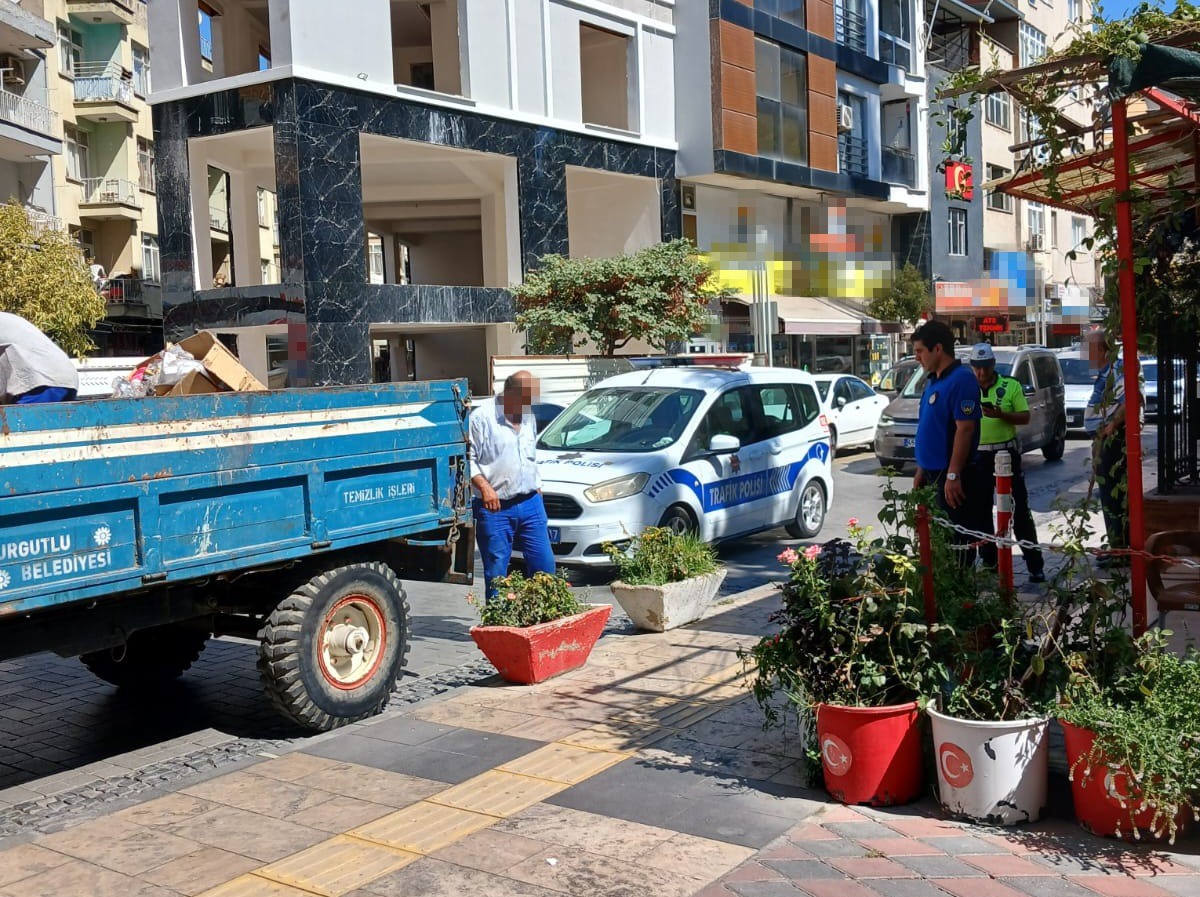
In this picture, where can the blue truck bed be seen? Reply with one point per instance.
(108, 497)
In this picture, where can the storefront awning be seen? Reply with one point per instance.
(821, 315)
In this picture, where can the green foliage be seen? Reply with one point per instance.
(522, 602)
(906, 298)
(43, 280)
(657, 557)
(659, 294)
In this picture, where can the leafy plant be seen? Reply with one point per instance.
(522, 601)
(657, 557)
(659, 294)
(43, 280)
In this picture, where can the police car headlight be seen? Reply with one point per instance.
(617, 488)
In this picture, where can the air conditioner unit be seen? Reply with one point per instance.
(845, 116)
(13, 68)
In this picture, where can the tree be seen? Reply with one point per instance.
(659, 294)
(906, 298)
(43, 280)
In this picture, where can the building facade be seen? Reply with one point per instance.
(419, 157)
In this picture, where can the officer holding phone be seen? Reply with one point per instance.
(1005, 409)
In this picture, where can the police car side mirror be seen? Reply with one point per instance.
(723, 444)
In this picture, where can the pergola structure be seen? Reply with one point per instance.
(1150, 158)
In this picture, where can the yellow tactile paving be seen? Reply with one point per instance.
(499, 794)
(253, 886)
(337, 866)
(568, 764)
(424, 826)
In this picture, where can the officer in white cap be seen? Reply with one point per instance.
(1005, 409)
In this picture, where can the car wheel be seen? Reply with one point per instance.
(678, 519)
(1057, 444)
(810, 512)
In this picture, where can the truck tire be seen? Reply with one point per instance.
(330, 652)
(150, 657)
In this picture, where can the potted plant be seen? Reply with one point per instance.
(535, 627)
(665, 578)
(853, 657)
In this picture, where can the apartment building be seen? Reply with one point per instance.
(802, 134)
(420, 156)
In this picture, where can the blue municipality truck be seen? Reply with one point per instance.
(133, 530)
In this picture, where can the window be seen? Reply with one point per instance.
(70, 48)
(999, 110)
(1032, 44)
(996, 200)
(151, 271)
(783, 96)
(76, 154)
(1078, 234)
(145, 166)
(958, 232)
(141, 71)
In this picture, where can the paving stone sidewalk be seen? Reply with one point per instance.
(645, 772)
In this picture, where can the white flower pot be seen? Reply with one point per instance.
(991, 771)
(659, 608)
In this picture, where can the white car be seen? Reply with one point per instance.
(851, 407)
(723, 452)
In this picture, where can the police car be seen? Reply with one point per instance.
(723, 452)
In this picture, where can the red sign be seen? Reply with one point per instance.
(959, 180)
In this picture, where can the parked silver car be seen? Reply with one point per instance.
(1035, 367)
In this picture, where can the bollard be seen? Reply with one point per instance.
(1005, 518)
(927, 563)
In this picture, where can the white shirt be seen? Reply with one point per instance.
(29, 359)
(507, 457)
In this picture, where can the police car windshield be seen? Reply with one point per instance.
(623, 419)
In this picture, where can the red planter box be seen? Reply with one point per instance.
(538, 652)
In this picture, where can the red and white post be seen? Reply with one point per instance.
(1005, 518)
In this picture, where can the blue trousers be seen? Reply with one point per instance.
(520, 524)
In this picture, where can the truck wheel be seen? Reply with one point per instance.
(330, 651)
(150, 657)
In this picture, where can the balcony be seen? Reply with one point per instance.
(103, 12)
(109, 198)
(103, 92)
(899, 167)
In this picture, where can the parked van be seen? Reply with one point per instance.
(1033, 366)
(723, 452)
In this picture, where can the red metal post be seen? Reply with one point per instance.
(925, 547)
(1005, 519)
(1129, 350)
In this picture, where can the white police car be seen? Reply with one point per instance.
(724, 452)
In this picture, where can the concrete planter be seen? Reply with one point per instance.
(659, 608)
(991, 771)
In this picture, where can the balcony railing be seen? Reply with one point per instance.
(28, 114)
(852, 155)
(99, 191)
(899, 167)
(851, 28)
(102, 83)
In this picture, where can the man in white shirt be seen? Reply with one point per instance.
(33, 368)
(509, 512)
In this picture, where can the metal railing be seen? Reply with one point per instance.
(102, 83)
(28, 114)
(850, 26)
(852, 155)
(899, 167)
(100, 191)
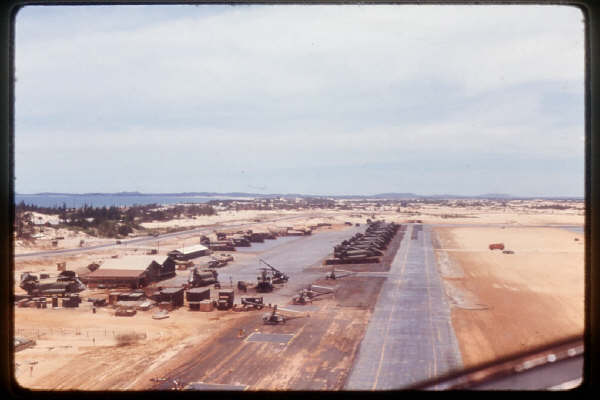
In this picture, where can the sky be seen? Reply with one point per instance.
(321, 100)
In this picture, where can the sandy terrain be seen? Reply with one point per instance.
(504, 303)
(90, 346)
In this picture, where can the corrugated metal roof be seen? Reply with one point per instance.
(192, 249)
(115, 273)
(140, 262)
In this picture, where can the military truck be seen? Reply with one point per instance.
(225, 300)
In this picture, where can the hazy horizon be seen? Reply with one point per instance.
(314, 99)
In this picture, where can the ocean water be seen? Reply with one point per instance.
(104, 200)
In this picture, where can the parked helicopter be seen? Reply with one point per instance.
(276, 318)
(278, 276)
(333, 275)
(306, 296)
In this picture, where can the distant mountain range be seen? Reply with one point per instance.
(380, 196)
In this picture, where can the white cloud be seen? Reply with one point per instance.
(272, 85)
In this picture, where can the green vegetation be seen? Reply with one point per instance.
(111, 222)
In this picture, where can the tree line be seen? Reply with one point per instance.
(106, 221)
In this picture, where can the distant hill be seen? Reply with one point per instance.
(381, 196)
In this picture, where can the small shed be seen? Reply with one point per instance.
(187, 253)
(173, 296)
(197, 294)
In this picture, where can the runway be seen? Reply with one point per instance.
(410, 337)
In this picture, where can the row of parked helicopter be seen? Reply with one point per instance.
(366, 245)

::::::::

Rewrite the listing above with every "In this picture" changed to "In this image" and nothing else altered. Leave the pictures out.

* Solution to this task *
In this image, where can the blue truck bed be seen? Reply with one point per instance.
(108, 497)
In this image, where can the storefront awning be seen? Reply with one point per instance.
(821, 315)
In this image, where can the green foliage be seen? Reply with one point per instance.
(522, 602)
(906, 298)
(43, 280)
(657, 557)
(659, 294)
In this image, where can the leafy plant be seen? Reply with one point per instance.
(522, 601)
(657, 557)
(659, 294)
(43, 280)
In this image, where can the police car headlight be seen? Reply with one point per instance.
(617, 488)
In this image, where can the air conditioner unit be seen? Reply with one point per instance.
(845, 116)
(13, 68)
In this image, where can the tree be seen? Reply with one point per instance.
(659, 294)
(906, 298)
(43, 280)
In this image, where can the building facade be seen? Reply with one point per instance.
(419, 157)
In this image, where can the officer holding phone be seen? Reply with one point per instance.
(1005, 409)
In this image, where can the police car side mirror be seen? Reply with one point per instance.
(723, 444)
In this image, where can the pergola structure be seen? Reply with one point per instance.
(1150, 158)
In this image, where can the yellow tactile paving be seen? Reply with one point per instance.
(499, 794)
(253, 886)
(337, 866)
(568, 764)
(424, 826)
In this image, where can the officer in white cap be seen? Reply with one point per instance.
(1005, 409)
In this image, where can the car wheel be seen? Reply with one point per instance.
(678, 519)
(1057, 444)
(810, 512)
In this image, where can the truck tire be seen? Reply with one point per instance.
(330, 652)
(150, 657)
In this image, where can the potted plant be seen? Reply with one point per instance.
(535, 627)
(665, 578)
(853, 657)
In this image, where can the apartment building be seen? Reply with one point per instance.
(802, 134)
(420, 156)
In this image, where can the blue municipality truck be seen? Reply with one point per instance.
(133, 530)
In this image, where can the window be seen? Reply with one point per instance.
(70, 48)
(999, 110)
(1032, 44)
(996, 200)
(151, 271)
(783, 96)
(76, 154)
(1078, 234)
(145, 166)
(958, 232)
(141, 71)
In this image, where can the paving stone sidewalk be seen? Reply with one point per instance.
(645, 772)
In this image, where can the white flower pot be seen? Reply with one point per instance.
(991, 771)
(659, 608)
In this image, where can the white car be seen? Reply with one point per instance.
(851, 407)
(723, 452)
In this image, where can the police car be seen? Reply with one point per instance.
(723, 452)
In this image, where can the red sign be seen? Reply with one point per instance.
(959, 180)
In this image, where can the parked silver car be seen? Reply with one point per instance.
(1035, 367)
In this image, where can the bollard be seen? Reply with one point per instance.
(1005, 518)
(927, 563)
In this image, where can the white shirt be seen? Reply with one point per instance.
(29, 359)
(507, 457)
In this image, where can the police car windshield be seen? Reply with one point per instance.
(623, 419)
In this image, where can the red planter box be seen? Reply with one point per instance.
(538, 652)
In this image, where can the red and white post be seen? Reply with one point per instance.
(1005, 518)
In this image, where can the blue trousers be seen? Reply with one point per instance.
(520, 524)
In this image, where can the truck wheel be seen? Reply with one point per instance.
(330, 651)
(150, 657)
In this image, where can the balcony be seen? Reply with one point per instance.
(103, 12)
(109, 198)
(103, 92)
(899, 167)
In this image, where can the parked van be seen? Reply with one point per instance.
(1033, 366)
(723, 452)
In this image, where can the red metal post be seen? Reply with one point per instance.
(925, 547)
(1005, 519)
(1129, 350)
In this image, where can the white police car be seen? Reply with one point per instance.
(724, 452)
In this image, where can the concrete planter be seen? Reply with one point per instance.
(659, 608)
(991, 771)
In this image, where can the balcony railing be seen? Reply with one point per instance.
(28, 114)
(852, 155)
(99, 191)
(899, 167)
(851, 28)
(102, 83)
In this image, where can the man in white shirt be seen? Reply with one point per instance.
(33, 368)
(509, 512)
In this image, where can the metal railing be seen? Reply with one point per instance.
(102, 83)
(28, 114)
(850, 26)
(852, 155)
(899, 167)
(100, 191)
In this image, where can the sky be seen? Reply with one point per instance.
(321, 100)
In this image, where can the sandy terrain be seen? Reply with one point per instance.
(504, 303)
(90, 346)
In this image, where can the corrugated metal roof be seen? Reply with one point per instance.
(192, 249)
(115, 273)
(140, 262)
In this image, where can the military truck be seen? Reply with one point per instance.
(225, 300)
In this image, where can the hazy horizon be seen? Reply with one point per instance.
(314, 99)
In this image, where can the ocean water be seen? Reply with one point per instance.
(104, 200)
In this image, where can the parked helicopter be seen? Reply with one point per instance.
(276, 318)
(278, 276)
(333, 275)
(306, 296)
In this image, where can the distant mountain range be seen? Reply with one point per instance.
(380, 196)
In this image, where can the white cloud be seen? Reply with one point per instance.
(272, 85)
In this image, where can the green vegetation be seen? Reply with one point per instance.
(111, 222)
In this image, where can the tree line be seen? Reply with one point per instance.
(106, 221)
In this image, where can the distant hill be seen? Reply with one point per instance.
(381, 196)
In this image, where can the small shed be seen? Reply with one point per instance.
(187, 253)
(173, 296)
(197, 294)
In this image, where can the runway be seen? Reply with one point per instance.
(410, 337)
In this image, where can the row of parked helicopter be seen? Reply with one point per instance.
(366, 245)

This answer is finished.